■ **Directions**
Where does the string "outlines" appear in the records? Copy each line that holds it.
(The records begins)
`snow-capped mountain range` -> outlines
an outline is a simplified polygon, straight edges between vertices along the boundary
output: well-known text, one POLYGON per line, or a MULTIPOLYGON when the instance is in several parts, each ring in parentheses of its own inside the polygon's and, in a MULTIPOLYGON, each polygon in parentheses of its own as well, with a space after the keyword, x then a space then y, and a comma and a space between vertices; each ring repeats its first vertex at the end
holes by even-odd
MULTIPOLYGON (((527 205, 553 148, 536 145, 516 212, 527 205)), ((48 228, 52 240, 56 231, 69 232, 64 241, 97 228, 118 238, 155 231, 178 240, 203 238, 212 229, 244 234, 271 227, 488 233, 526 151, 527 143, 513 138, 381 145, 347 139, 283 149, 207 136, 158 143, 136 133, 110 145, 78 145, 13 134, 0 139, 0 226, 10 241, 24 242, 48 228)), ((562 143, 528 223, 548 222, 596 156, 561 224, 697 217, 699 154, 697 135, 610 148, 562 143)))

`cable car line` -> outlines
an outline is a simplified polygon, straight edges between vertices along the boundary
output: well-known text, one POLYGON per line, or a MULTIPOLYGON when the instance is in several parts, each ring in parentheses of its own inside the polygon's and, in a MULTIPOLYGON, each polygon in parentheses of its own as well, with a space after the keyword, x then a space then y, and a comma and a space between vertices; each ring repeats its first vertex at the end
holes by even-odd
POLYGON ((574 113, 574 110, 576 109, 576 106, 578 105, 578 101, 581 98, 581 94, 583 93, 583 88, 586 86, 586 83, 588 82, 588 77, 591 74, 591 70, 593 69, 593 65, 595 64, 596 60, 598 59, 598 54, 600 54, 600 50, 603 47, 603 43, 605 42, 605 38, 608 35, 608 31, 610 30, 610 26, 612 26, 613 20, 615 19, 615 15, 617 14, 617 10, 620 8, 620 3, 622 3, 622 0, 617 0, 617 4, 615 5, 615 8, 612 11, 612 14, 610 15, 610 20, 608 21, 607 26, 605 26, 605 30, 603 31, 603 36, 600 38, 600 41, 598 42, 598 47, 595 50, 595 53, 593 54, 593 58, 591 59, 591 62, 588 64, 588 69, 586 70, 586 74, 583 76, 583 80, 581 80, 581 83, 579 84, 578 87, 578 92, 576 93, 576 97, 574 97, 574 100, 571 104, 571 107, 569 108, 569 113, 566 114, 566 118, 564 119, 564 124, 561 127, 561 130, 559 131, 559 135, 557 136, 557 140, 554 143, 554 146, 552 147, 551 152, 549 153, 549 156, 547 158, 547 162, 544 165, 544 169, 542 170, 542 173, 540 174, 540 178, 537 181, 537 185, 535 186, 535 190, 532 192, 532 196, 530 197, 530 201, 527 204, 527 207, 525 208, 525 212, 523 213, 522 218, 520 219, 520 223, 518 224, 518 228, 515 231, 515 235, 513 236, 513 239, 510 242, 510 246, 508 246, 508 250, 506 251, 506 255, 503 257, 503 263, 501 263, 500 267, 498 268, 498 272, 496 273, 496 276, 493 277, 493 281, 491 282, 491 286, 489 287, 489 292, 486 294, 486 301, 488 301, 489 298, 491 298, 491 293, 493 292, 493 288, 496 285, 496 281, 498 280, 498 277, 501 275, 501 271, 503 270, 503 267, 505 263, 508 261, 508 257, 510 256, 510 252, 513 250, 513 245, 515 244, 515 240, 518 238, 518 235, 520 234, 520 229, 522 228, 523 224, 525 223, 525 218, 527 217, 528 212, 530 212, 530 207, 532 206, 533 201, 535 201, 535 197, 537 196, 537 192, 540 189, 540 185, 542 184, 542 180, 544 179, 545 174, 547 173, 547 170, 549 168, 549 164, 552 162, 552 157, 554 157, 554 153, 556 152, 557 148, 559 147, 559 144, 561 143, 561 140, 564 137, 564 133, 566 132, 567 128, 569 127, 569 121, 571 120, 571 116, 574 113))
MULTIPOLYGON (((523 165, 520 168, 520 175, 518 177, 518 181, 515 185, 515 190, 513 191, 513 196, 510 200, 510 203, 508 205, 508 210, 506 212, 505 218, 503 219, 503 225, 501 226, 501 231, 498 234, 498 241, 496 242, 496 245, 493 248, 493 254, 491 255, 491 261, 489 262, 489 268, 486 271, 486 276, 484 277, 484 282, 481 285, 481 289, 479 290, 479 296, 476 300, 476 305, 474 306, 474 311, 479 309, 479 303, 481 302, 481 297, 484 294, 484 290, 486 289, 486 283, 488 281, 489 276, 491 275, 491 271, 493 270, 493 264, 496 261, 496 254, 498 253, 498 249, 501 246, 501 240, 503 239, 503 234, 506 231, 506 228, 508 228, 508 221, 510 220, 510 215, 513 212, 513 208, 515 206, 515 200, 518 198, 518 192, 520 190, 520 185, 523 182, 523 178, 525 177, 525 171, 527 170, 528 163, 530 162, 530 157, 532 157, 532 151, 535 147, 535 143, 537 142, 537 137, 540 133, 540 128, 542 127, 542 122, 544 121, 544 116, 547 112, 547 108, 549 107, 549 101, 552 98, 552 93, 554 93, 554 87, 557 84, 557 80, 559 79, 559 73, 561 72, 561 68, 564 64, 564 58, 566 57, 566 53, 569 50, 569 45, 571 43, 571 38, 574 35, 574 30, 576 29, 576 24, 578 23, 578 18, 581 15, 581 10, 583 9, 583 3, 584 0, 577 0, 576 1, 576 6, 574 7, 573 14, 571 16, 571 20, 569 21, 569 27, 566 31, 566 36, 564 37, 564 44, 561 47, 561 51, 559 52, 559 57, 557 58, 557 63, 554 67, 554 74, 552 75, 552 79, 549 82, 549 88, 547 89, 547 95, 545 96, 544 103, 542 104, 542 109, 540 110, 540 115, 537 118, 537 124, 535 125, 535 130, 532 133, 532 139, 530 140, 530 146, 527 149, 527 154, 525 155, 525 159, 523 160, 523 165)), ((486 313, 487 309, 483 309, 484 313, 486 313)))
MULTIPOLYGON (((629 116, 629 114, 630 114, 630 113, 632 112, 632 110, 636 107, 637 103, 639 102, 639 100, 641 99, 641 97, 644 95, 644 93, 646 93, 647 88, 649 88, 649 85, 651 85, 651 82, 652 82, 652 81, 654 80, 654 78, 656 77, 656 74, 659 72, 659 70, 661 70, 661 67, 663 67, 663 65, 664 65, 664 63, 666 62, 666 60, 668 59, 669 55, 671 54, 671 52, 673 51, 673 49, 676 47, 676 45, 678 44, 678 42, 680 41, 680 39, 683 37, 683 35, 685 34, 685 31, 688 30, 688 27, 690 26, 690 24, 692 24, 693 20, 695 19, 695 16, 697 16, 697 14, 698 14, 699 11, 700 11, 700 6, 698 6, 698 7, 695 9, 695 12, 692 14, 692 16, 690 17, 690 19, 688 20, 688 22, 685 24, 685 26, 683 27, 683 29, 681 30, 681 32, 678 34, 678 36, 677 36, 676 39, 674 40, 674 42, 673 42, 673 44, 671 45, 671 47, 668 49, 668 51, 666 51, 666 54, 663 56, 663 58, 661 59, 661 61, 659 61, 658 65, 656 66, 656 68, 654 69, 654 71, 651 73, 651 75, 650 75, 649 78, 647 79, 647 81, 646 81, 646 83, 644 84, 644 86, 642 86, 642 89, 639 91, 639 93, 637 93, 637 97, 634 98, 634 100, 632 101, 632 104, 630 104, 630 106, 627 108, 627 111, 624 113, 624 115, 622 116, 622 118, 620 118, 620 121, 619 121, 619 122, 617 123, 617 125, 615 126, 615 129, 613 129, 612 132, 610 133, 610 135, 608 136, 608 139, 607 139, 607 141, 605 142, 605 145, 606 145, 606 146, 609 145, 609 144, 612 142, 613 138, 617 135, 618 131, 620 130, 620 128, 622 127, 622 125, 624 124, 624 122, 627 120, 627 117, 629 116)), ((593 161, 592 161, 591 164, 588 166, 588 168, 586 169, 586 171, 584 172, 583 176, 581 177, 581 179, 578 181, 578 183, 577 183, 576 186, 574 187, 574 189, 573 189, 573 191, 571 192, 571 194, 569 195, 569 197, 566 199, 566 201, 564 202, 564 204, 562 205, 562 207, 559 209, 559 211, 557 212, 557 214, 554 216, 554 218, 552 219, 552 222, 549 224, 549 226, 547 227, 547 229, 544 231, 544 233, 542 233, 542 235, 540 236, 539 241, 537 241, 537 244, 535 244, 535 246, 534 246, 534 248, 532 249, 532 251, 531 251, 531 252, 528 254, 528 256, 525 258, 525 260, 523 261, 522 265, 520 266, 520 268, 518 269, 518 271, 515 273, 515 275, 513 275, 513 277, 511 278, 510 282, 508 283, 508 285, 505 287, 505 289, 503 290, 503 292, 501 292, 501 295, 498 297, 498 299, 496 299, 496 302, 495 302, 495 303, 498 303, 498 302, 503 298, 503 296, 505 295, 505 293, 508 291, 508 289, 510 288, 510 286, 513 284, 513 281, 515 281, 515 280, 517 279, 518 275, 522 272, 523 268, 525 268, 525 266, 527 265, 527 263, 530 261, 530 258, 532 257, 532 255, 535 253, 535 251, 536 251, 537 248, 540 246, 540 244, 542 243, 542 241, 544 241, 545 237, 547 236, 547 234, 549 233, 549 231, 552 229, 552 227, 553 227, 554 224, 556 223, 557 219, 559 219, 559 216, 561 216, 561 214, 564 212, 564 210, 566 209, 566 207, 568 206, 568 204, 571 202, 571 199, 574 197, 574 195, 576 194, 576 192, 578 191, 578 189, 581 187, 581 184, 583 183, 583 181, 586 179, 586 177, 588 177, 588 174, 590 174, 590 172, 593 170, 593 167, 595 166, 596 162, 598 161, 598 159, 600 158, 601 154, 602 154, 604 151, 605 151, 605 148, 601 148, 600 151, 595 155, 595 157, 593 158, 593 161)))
(The records ends)
■ **Reply**
`snow-capped mountain range` -> outlines
`cable car line` -> outlines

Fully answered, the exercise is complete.